(Beginning of Document passage)
Bodhisattva Road

Bodhisattva Road February 1, 2022

Way back when I was 20 years old I started practicing meditation for myself. I was interested in my own well being.

I needed Buddhism. I needed something because I was really struggling. Many people really struggle when they’re young, when they come to terms with adulthood not being what they expected or wished for.

What do I mean when I say I started for myself?

I needed some calm in my life. I needed to learn how to have some equanimity. My spiritual practice was focused on those goals. I thought if I could just get a certain degree of mindfulness and concentration then I could live in a more awakened way and that could be enough.

As a young Buddhist I wanted to walk the path of the Zen Masters, those who sit on the mountain and dispense their wisdom to visiting students. Those great masters who are above the struggles of ordinary life and who are always quiet and calm. I don’t think anyone really fits that archetype in real life, but you probably get it. I studied with Zen teachers and I read Zen teachings and I thought, “Maybe some day, I’ll be wise.”
(End of Document passage)
(Beginning of Data under study)
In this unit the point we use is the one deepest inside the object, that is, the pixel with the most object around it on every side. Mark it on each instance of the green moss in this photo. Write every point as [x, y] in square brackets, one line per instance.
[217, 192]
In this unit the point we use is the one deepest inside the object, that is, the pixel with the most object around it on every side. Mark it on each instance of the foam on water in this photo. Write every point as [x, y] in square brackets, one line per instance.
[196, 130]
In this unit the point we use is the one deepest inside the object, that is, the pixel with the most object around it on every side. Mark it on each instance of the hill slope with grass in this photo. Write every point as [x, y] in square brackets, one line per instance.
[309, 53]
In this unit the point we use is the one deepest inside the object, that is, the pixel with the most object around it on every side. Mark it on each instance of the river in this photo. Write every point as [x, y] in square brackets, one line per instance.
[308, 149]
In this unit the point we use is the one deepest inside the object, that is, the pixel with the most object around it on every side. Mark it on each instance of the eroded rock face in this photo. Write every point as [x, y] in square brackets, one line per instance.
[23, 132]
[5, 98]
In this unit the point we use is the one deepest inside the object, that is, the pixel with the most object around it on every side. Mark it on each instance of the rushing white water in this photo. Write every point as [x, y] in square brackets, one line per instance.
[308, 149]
(End of Data under study)
Your objective:
Please repeat the Bodhisattva Road text word for word, from its title through its final sentence.

Answer to this problem:
Bodhisattva Road

Bodhisattva Road February 1, 2022

Way back when I was 20 years old I started practicing meditation for myself. I was interested in my own well being.

I needed Buddhism. I needed something because I was really struggling. Many people really struggle when they’re young, when they come to terms with adulthood not being what they expected or wished for.

What do I mean when I say I started for myself?

I needed some calm in my life. I needed to learn how to have some equanimity. My spiritual practice was focused on those goals. I thought if I could just get a certain degree of mindfulness and concentration then I could live in a more awakened way and that could be enough.

As a young Buddhist I wanted to walk the path of the Zen Masters, those who sit on the mountain and dispense their wisdom to visiting students. Those great masters who are above the struggles of ordinary life and who are always quiet and calm. I don’t think anyone really fits that archetype in real life, but you probably get it. I studied with Zen teachers and I read Zen teachings and I thought, “Maybe some day, I’ll be wise.”